**WHAT YOU NEED TO DO:** Write the next part of the passage about the Kaiser Chiefs' new album, starting after its final sentence.

Among those things are, in fact, duff notes from Wilson, which in the past he'd have insisted on re-recording – but as far as Higgins was concerned, it merely added to the emotion the frontman was trying to convey at the time.

"I've always tried to edit out that sort of character before because it's embarrassing or whatever, but it's actually what draws listeners in, I've come to realise," Wilson admits.

The resulting album sees Kaiser Chiefs' traditional guitar, bass and drums set-up augmented by synthesizers, to create an altogether more sophisticated sound than they might normally be known for.

It's all part of Wilson and his bandmates Andrew White, Simon Rix, Nick Baines and Vijay Mistry's commitment to moving forward with their music.

"A new record doesn't have to be radically different to what you've done before, but at the same time, it's boring to make a new record and it be too similar. Balancing that is the key, moving on without moving on too much. We're a member down now, so with too new a sound, we might as well change the name."

He is, of course, referring to former member Nick Hodgson, who left in 2012, prior to the release of their 2014 record Education, Education, Education & War. That album was something of a flag in the ground to say they could carry on without their main songwriter.

(Recorded data)
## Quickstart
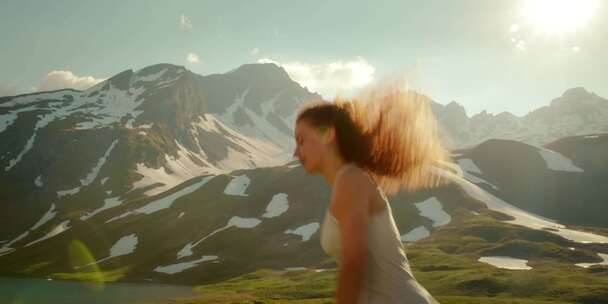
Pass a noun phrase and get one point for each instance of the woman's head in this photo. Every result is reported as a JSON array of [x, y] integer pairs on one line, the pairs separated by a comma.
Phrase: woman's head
[[326, 129], [389, 133]]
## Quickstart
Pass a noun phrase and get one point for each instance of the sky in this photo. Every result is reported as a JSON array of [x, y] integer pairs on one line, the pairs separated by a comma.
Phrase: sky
[[499, 55]]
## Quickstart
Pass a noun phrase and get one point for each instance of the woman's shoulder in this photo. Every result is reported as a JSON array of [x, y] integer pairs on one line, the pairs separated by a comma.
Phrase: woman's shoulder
[[354, 180]]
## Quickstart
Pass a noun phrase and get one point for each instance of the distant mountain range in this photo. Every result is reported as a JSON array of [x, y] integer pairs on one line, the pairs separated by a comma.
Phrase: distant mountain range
[[165, 175]]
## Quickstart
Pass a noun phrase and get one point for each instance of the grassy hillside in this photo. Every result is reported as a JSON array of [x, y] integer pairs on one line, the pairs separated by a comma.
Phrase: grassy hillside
[[446, 264]]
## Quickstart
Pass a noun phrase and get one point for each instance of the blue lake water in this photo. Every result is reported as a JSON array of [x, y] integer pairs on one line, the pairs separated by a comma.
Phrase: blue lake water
[[26, 290]]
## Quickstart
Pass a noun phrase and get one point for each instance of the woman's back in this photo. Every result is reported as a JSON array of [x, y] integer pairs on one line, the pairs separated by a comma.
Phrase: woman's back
[[388, 277]]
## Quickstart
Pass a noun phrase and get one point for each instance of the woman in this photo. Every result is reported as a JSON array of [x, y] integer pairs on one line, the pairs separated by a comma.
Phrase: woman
[[364, 148]]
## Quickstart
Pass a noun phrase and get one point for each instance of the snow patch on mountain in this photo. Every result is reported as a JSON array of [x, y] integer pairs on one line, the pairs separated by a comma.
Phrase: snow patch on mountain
[[180, 169], [305, 231], [125, 245], [468, 165], [506, 262], [277, 206], [38, 181], [91, 176], [433, 210], [6, 248], [45, 218], [522, 218], [587, 265], [107, 204], [415, 234], [115, 105], [235, 221], [165, 202], [558, 162], [238, 185], [465, 166], [62, 227], [179, 267]]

**RESULT BELOW:**
"It wasn't make-or-break, but there was an element of jeopardy to our last album. We didn't even know if we could do it. We were really fighting for it, and even then, we knew this new one was the record we were aiming for, but couldn't get there in one leap.

"We did it, though, and we don't feel like we have to prove ourselves any more."

Thematically, Education... was different to other Kaiser Chiefs records. More political, as you can gather from the title, a take on Tony Blair's mid-90s election pledge and war, one of the defining elements of his legacy. Stay Together, however, is more inward facing and personal.

"I don't know if those bigger songs connect," says Wilson. "Ironically, the smaller the subject, the more they connect on a bigger level. When you try to write something that encompasses big things that affect everyone, it rarely does hit home."

If, however, Stay Together fails to connect in the way Wilson wants it to – although it did chart at No 4 in the UK upon release – he says the band will just make another album. That's what they do, he says.

"The feeling I have at the moment is the same as when we started, when we were playing to rooms of people that didn't know or care about our band, and we knew we had to win those people over. We know we need to keep winning people over.

"We're in our 10th year, when lots of bands start relying on their heritage, but if you don't force yourself, you won't maintain a career. If we've had any criticism of the new stuff, it's that it doesn't sound as we did 10 years ago. But if we sounded like we did 10 years ago, we'd have disappeared years ago. That's the way the music industry works.

"We don't want to spend our lives thinking about riots and trying to pull girls in takeaways. We don't write about that any more, because that's not who we are any more."

Talking of changes, Wilson, of course, used to be a judge on TV talent show The Voice, but decided to leave when it moved from BBC to ITV, and concentrate fully on Kaiser Chiefs.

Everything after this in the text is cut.